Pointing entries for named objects
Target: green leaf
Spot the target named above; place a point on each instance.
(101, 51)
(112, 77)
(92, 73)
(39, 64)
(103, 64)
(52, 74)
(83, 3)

What you are asked to do
Copy the lines above without changing anything.

Exercise answer
Target: green leaf
Spot the target named above; place a point on each instance.
(101, 51)
(112, 77)
(92, 73)
(39, 64)
(103, 64)
(52, 74)
(83, 3)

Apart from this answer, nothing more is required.